- **TEXT FOR ANALYSIS**
■ ■ ■ ■ ■

Audio By Carbonatix
In October this year, the Keta Government Hospital will mark a remarkable milestone: one hundred years of service to the people of Keta and the wider Volta Region.
Few institutions in Ghana can claim a century of continuous public service. Fewer still can claim to have touched as many lives as Keta Government Hospital has over the last hundred years.
For generations, the hospital has been more than a healthcare facility. It has been a place of hope, healing, birth, recovery, and sometimes final farewell. Thousands of families across the Keta Municipality can trace important moments of their lives to its wards and corridors. Many people were born there, including my brother and good friend Mawuli Fui Kwadzovia. Many of our parents and grandparents received treatment there.
As the hospital approaches its centenary, it presents an opportunity not only for celebration but also for reflection.
When we speak about heritage, we often think of castles, forts, monuments, and historical buildings. Yet some of our most important heritage assets are institutions that continue to serve society every day.
Keta Government Hospital is one such institution.
Its significance goes beyond bricks and mortar. It represents a century of public investment, professional dedication, and community trust. It stands as a reminder that development is not measured only by roads and buildings but also by the institutions that sustain human life and dignity.
Every generation has inherited this hospital from those who came before. The question for our generation is whether we will leave it stronger than we found it.
The centenary of Keta Government Hospital should remind us that institutions of this importance require deliberate protection and preservation.
Protection means ensuring adequate funding, modern equipment, and skilled personnel. Preservation means maintaining historical records, safeguarding important structures, documenting institutional history, and protecting the hospital’s reputation and public trust.
It also means resisting the temptation to allow strategic public assets to decline through neglect.
Once a great institution deteriorates, rebuilding public confidence can take decades.
Looking Beyond Celebration
The centenary should become a platform for a broader conversation about the future of healthcare in Keta and the surrounding communities.
What should Keta Government Hospital look like in its second century?
Can it become a modern referral centre for the coastal belt?
Can it become a teaching and training institution for health professionals?

■ ■ ■ ■ ■

Annotated photo localization data
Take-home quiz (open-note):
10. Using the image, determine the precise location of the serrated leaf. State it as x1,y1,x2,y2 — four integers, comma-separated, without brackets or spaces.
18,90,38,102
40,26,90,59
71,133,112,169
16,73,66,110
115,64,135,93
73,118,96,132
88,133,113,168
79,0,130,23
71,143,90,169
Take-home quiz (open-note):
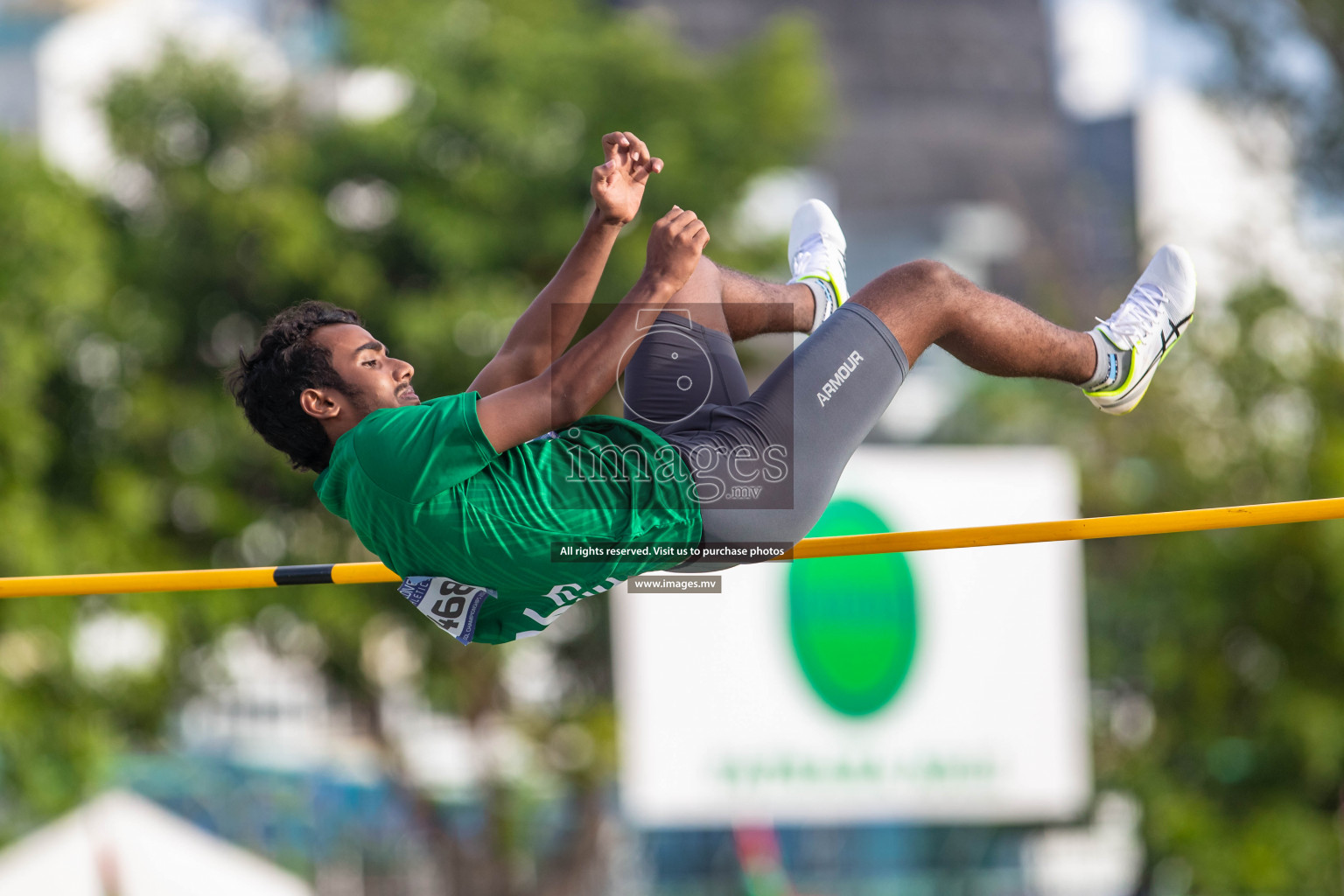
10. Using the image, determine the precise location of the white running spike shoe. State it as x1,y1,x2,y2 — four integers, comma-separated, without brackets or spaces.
789,199,850,331
1086,246,1195,414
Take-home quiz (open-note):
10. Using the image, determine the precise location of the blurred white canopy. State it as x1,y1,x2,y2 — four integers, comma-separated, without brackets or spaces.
0,791,313,896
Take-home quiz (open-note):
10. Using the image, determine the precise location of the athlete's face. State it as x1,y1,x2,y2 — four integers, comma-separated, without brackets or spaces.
301,324,419,426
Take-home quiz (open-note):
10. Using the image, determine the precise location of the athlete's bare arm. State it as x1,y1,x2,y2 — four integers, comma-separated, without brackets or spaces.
476,206,710,452
468,131,662,395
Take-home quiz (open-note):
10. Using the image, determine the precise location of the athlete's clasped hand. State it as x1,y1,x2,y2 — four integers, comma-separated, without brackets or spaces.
590,130,662,226
644,206,710,289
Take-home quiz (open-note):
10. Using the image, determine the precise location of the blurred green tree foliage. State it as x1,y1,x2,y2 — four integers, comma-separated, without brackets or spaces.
940,284,1344,893
1171,0,1344,199
0,0,827,893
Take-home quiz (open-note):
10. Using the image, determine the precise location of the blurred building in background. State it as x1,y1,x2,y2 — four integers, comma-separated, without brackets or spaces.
634,0,1134,332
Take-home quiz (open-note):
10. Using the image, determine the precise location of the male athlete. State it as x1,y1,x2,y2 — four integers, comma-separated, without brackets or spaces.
230,133,1195,643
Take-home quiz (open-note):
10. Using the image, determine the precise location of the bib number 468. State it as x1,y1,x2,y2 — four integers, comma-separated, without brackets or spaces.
429,579,479,632
396,577,496,643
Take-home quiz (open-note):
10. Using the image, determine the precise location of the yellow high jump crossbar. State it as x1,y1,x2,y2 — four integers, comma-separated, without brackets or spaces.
0,499,1344,598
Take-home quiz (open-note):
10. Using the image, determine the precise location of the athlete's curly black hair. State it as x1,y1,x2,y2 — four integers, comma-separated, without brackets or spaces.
228,301,363,472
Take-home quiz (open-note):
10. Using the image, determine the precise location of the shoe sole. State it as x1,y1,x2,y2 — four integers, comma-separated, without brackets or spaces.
1086,312,1195,416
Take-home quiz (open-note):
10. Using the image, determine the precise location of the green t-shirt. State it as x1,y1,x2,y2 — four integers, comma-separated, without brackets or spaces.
313,392,702,643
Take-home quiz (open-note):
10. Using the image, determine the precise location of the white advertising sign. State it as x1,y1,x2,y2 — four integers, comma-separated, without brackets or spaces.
612,446,1091,826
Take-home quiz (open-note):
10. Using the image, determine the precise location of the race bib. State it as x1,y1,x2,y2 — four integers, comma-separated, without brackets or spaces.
396,575,499,643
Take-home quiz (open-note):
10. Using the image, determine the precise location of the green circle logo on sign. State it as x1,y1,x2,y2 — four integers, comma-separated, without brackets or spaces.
789,500,917,718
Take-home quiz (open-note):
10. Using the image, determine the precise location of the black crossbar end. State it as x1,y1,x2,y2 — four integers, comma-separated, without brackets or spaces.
273,563,334,584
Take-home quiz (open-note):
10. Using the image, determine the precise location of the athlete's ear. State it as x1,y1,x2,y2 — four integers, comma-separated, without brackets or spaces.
298,388,341,421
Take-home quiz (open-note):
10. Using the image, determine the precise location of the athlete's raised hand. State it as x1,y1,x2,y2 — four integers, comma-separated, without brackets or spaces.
590,130,662,224
644,206,710,289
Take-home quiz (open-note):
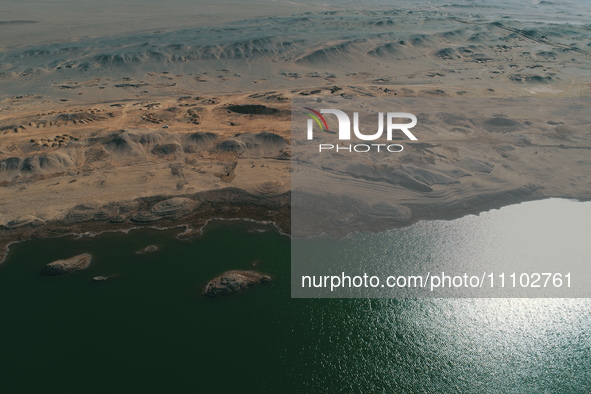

■ ■ ■ ■ ■

Write out the passage from the Keta Government Hospital article, starting with "Looking Beyond Celebration" and going on through "its second century?".

Looking Beyond Celebration
The centenary should become a platform for a broader conversation about the future of healthcare in Keta and the surrounding communities.
What should Keta Government Hospital look like in its second century?